TASK A >> Gather every line from the rows below that contains the string "rough", and treat case as significant.

EXTRACT TO READ below:

Movement Simulation and Analysis - 29/12/2005

Modelling Railway Passenger Activity in Tokyo

Rong Xie and Ryosuke Shibasaki, The University of Tokyo, Japan

In a world where everyone is constantly on the move, simulation and analysis of characteristics of the movement of objects is increasingly important, not only for behaviour forecast and policy/decision-making but also for monitoring and accident prevention. The authors developed key techniques for modelling large-scale moving objects and applied the system in movement simulation and pattern analysis of railway station passengers in Tokyo.

Technology push and application pull are leading to increasing study of simulation and analysis of the spatial and temporal behaviour of large-scale moving objects such as pedestrians, cars, buses and trains. The technology push results mainly from advances in positioning systems, in particular GPS, and wireless communication. These rapidly developing technologies enable continuous tracking and recording positions of moving objects. The application pull comes from demands for services which require (1) information on the flow density of potential visitors, (2) tracking and visualising the actual movement of objects and (3) behaviour understanding and forecast, and policy formulation.

System Architecture
A three-level system architecture is proposed. At Database level the data includes boundary partition, map data, travel data and attributes of moving objects. The data is stored and managed in Oracle. At Model level a kernel of class hierarchies in Java, called Moving Objects Model Library, has been developed. The kernel encloses all capabilities for modelling, querying and visualising spatio-temporal data and information to support moving-objects applications. It includes spatial schema, temporal schema and spatio-temporal schema, query processing and indexing, and movement-simulation model. Figure 2 shows a UML class-diagram of the spatio-temporal schema and simulation model. At Application level user requests are translated into basic functions corresponding to special services such as:

  • background network display
  • movement query, performing queries on objects and spatial, temporal and spatio-temporal behaviour, visualisation of query results enabling analysis of patterns of movement
  • movement simulation for tracking and visualising the whole evolution of movement over time
  • movement analysis on flow density and characteristics and movement patterns.

Spatio-temporal Model
Space and time are two properties inherent to any moving object. We use an object-based approach to model such moving objects and their behaviour. Each object encapsulates its spatial dimension, temporal dimension, attribute characteristic, corresponding behaviour operation and interaction with the environment. Our spatio-temporal data model, includes:

  • abstract data type and process to support data representation and data manipulation
  • representation of dynamic attributes
  • spatio-temporal relationship for representing interaction between moving objects and their environment
  • spatio-temporal operations for query processing.

Movement Query
On the basis of the above conceptual spatio-temporal data model, various application queries have been developed to capture movement characteristics. Specialised spatio-temporal operations and efficient indexing have also been developed for fast access. The index structure is based on an improved R-Tree mechanism called ST R-Tree, which considers time as another spatial dimension in 2D and uses an integrated 3D spatio-temporal index. Further, the ST R-Tree improves the efficiency of R-Tree by indexing line segments as part of trajectories, enabling special queries such as determination of the trajectory of a moving object. Our system handles four basic types of query: spatial, temporal, spatio-temporal and object-related. Spatial queries, which are formulated in terms of spatial operations, return spatial attributes; since no temporal information is used, the query covers the whole time axis. Temporal queries, which are formulated in terms of temporal operations, deal with temporal relationships between objects and with the valid time of an object; since no spatial information is used, the query covers the whole space. Spatio-temporal queries return spatial components or values at a specific time, or valid time of spatio-temporal relationships. Object queries are a special spatio-temporal type of query, which extracts information on object trajectory by selecting a spatial and temporal range.

End of EXTRACT TO READ.
SUPPLIED DATA below:

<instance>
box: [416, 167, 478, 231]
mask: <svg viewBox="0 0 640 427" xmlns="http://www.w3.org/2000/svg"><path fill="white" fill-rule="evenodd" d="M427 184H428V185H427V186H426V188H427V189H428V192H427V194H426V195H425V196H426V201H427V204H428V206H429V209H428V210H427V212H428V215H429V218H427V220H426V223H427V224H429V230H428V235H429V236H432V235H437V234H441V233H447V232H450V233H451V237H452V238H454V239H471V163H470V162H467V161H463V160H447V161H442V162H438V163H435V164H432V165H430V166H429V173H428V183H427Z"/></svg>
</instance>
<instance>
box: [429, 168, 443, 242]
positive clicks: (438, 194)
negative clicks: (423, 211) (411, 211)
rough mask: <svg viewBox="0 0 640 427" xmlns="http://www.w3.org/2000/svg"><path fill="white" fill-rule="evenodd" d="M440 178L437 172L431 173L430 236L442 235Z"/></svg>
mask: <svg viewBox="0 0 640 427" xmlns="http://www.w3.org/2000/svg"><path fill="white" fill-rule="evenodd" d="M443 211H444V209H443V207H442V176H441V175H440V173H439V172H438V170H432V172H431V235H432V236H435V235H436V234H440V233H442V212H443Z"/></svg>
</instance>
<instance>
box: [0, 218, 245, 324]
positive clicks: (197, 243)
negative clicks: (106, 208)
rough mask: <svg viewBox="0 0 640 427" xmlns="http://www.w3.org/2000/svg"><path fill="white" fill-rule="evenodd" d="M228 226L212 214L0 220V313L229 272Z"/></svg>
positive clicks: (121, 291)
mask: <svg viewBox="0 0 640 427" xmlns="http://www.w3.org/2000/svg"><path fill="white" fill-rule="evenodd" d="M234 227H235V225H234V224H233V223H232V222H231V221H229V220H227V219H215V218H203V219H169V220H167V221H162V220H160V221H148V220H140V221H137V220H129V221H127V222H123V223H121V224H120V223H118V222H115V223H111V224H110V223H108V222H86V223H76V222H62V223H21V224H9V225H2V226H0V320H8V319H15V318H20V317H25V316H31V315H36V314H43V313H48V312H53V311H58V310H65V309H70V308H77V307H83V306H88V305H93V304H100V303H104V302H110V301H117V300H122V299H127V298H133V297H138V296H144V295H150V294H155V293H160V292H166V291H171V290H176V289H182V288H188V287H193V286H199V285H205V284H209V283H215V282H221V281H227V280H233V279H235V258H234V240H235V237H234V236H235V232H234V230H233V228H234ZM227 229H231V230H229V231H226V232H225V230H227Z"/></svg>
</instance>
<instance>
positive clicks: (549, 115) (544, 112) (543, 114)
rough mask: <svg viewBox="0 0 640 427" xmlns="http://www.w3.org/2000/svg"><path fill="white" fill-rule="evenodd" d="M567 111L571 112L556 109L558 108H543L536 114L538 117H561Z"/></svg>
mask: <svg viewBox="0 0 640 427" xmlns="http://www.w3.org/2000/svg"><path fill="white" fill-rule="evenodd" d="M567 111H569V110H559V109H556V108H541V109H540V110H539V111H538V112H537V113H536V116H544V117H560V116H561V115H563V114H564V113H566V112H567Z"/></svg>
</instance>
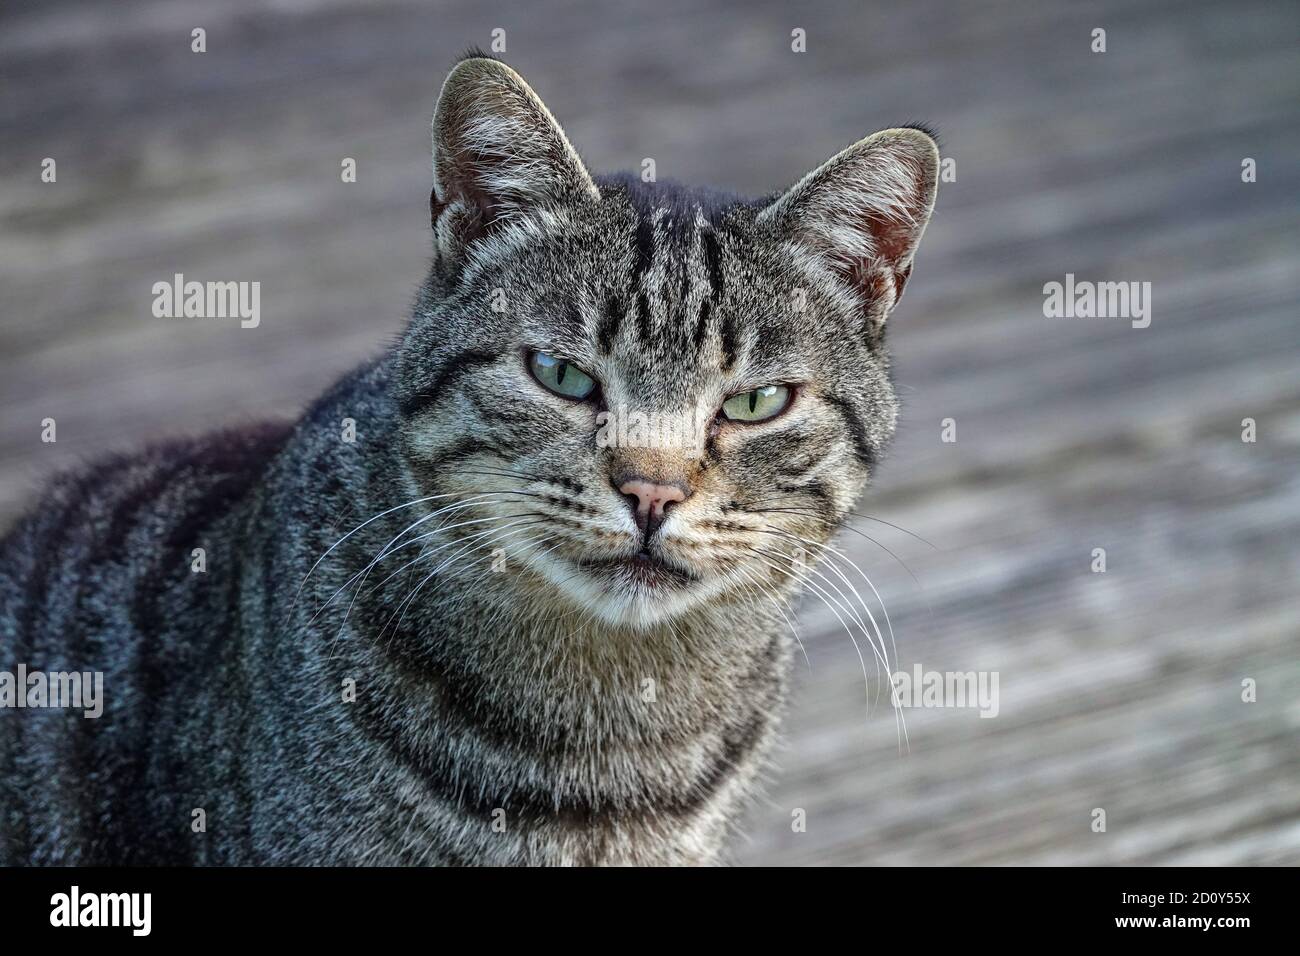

End of SUPPLIED DATA.

TASK B >> In the Tokyo railway passenger article, what is the improved R-Tree index structure called?

EXERCISE ANSWER A >>
rough mask: <svg viewBox="0 0 640 427" xmlns="http://www.w3.org/2000/svg"><path fill="white" fill-rule="evenodd" d="M440 178L437 172L431 173L430 236L442 235Z"/></svg>
rough mask: <svg viewBox="0 0 640 427" xmlns="http://www.w3.org/2000/svg"><path fill="white" fill-rule="evenodd" d="M228 226L212 214L0 220V313L229 272Z"/></svg>
rough mask: <svg viewBox="0 0 640 427" xmlns="http://www.w3.org/2000/svg"><path fill="white" fill-rule="evenodd" d="M567 111L571 112L556 109L558 108H543L536 114L538 117H561Z"/></svg>

EXERCISE ANSWER B >> ST R-Tree